• Your instructions
Please transcribe the lines below from the line with "Tag the water" through the end of the records, keeping both ends. Leave the pictures out of your answer.

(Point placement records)
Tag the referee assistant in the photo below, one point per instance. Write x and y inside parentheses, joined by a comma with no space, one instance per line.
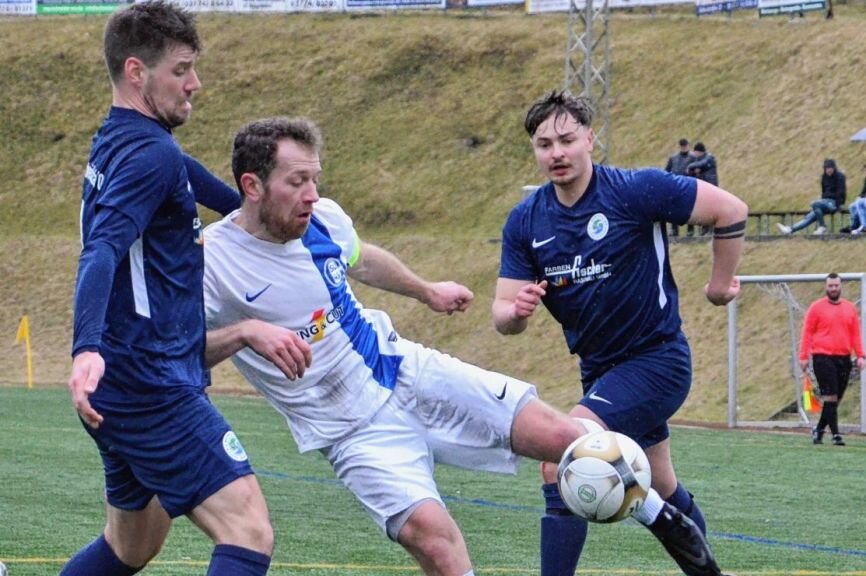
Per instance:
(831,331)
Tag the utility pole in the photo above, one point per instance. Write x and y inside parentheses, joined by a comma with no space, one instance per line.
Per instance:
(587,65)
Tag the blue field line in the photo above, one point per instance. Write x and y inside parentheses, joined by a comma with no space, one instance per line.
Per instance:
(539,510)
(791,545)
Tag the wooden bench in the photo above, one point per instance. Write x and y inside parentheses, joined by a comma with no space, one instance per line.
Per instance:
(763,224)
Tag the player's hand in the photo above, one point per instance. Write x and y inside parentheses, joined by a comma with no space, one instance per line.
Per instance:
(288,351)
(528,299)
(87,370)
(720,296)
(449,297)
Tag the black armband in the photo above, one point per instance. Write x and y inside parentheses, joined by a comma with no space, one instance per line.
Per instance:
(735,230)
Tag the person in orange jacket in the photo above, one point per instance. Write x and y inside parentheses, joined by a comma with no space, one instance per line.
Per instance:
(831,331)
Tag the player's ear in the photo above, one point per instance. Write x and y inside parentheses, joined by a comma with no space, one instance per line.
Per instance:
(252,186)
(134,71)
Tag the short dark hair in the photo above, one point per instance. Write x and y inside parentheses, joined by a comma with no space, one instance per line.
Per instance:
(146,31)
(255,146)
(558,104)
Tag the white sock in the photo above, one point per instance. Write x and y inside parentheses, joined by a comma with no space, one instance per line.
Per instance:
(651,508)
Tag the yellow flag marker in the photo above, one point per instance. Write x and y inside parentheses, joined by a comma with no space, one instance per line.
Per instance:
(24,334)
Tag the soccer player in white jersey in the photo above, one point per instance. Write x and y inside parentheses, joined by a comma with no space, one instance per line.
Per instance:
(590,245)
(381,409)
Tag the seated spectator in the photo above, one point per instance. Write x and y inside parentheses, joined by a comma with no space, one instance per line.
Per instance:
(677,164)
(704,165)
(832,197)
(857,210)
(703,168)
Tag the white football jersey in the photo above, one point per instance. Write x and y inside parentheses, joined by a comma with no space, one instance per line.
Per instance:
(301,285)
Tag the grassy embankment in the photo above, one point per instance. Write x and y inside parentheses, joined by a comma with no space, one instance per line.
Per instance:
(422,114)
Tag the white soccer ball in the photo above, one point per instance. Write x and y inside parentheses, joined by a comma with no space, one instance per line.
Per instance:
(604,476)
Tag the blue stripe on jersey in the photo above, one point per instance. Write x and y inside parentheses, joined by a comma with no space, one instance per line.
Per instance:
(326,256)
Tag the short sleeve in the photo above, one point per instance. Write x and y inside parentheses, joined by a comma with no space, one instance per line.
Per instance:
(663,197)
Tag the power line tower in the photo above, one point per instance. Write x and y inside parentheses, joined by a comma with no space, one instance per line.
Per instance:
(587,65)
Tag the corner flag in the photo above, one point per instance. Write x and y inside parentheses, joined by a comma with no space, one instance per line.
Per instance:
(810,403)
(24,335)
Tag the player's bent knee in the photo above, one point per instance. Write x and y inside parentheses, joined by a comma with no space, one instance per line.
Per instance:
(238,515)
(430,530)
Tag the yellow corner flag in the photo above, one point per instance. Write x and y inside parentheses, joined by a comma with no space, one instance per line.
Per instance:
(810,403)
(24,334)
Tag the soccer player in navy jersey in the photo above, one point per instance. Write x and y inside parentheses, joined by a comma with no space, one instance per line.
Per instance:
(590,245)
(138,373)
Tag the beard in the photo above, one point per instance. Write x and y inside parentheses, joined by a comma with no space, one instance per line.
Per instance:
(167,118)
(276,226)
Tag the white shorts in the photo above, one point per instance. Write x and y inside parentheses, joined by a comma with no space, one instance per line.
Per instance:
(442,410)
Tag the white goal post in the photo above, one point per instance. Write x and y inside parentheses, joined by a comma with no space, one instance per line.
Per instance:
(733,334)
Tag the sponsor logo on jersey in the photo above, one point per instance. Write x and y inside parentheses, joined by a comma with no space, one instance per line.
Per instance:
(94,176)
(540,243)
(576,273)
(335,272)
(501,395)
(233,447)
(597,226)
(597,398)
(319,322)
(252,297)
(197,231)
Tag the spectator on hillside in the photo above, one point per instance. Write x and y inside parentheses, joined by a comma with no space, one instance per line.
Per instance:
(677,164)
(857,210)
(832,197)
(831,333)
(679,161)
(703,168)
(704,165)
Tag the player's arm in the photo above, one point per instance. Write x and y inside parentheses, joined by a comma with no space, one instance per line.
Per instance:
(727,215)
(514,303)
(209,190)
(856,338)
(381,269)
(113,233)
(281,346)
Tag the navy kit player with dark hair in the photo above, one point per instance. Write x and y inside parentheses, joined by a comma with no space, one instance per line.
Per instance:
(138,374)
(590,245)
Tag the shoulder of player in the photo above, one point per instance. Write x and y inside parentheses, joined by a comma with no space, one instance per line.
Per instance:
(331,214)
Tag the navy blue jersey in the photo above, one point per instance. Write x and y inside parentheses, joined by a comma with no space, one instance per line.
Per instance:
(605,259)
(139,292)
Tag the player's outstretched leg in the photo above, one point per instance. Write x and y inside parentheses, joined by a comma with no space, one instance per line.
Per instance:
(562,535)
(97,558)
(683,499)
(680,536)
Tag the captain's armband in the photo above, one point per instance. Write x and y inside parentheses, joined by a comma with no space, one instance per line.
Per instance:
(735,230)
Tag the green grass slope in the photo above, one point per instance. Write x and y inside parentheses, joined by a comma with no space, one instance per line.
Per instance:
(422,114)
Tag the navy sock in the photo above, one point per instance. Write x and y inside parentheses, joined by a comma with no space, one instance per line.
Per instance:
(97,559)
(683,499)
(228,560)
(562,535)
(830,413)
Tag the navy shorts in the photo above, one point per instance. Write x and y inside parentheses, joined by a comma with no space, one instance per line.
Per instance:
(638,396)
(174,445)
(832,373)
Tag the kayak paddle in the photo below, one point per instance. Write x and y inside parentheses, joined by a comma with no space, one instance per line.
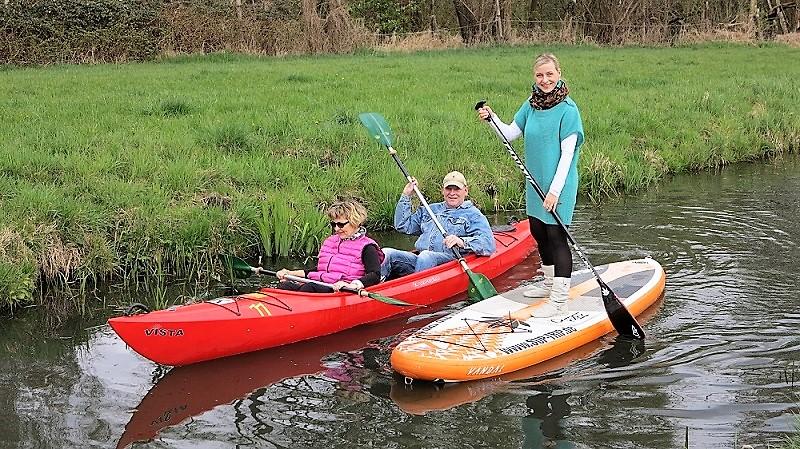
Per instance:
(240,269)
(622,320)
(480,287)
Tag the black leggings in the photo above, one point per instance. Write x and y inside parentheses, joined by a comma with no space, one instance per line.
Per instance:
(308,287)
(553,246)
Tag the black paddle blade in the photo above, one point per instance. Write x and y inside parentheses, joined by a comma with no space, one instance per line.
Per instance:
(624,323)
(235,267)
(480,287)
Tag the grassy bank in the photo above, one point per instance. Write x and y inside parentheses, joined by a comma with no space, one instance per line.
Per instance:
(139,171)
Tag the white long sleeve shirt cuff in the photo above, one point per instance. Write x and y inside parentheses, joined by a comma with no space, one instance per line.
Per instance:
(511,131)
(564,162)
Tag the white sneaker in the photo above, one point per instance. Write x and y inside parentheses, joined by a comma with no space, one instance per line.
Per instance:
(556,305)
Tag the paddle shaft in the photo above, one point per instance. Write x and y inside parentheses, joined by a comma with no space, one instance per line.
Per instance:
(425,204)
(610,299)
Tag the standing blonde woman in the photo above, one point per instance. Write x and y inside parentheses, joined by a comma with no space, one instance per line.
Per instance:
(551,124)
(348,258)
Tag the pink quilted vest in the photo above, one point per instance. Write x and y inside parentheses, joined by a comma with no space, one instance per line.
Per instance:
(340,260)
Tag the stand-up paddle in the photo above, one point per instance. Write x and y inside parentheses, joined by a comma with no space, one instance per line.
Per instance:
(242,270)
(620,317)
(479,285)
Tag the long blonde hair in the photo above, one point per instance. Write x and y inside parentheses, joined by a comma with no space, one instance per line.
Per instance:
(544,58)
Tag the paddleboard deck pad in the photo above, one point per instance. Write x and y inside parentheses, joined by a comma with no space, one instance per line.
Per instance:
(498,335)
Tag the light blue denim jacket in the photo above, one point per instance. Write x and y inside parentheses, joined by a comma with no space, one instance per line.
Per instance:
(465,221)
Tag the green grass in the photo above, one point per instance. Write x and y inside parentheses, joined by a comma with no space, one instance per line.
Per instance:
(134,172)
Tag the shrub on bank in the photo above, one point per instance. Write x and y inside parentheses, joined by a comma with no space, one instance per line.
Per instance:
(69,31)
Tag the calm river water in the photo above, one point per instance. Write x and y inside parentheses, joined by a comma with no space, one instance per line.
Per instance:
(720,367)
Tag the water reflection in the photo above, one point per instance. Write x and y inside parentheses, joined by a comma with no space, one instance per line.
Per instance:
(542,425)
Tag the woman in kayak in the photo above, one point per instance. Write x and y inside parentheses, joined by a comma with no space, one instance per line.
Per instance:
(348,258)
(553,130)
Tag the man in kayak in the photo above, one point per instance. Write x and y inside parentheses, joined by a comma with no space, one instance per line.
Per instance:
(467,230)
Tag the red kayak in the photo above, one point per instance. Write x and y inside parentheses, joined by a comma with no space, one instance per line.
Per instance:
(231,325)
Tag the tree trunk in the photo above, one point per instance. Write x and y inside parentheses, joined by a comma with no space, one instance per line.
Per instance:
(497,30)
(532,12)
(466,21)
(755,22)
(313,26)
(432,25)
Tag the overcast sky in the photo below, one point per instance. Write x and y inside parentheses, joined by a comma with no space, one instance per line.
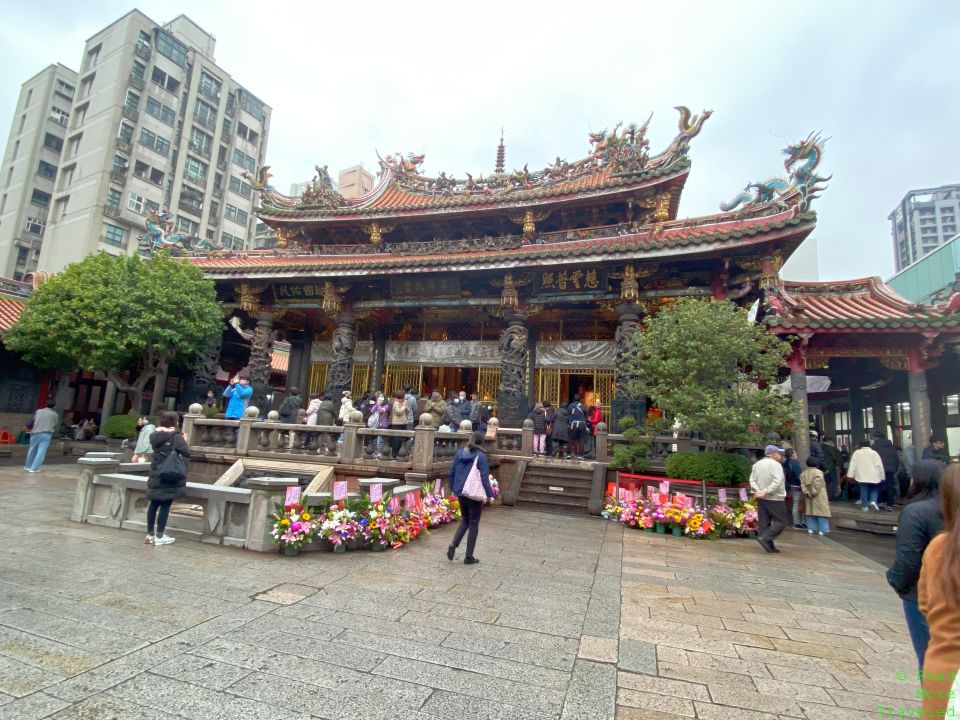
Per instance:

• Right answer
Tag the water reflection in the photo above, one point per instance. Write x and y inside parentheses, joined by a comma with no space, one instance per line.
Per instance:
(542,425)
Tag the woman in kayak in the photo above, one point per instance. Write x and y inside parentheses, joined by a comma with no space, one instance per line.
Per instance:
(348,258)
(553,130)
Tag the man in kayak in the photo above, one point per instance. Write x and y inside parentheses, joined by a comma with no space, one instance per line.
Per instance:
(467,230)
Tag the red kayak in the photo above, one point per instance. Write x and y inside parentheses, joined by a comma with no space, one instance per line.
Per instance:
(231,325)
Tag the tree trunk in the photo above, one point per instance. Write x and y inside parentheses, joined by a comma with no space, one instance per line.
Per instance:
(497,30)
(532,12)
(466,21)
(755,22)
(313,26)
(432,25)
Tag the overcast sky in the photo below, one point per instance. Write x and y inside parentheses, joined by a comma with no space, one instance per line.
Per instance:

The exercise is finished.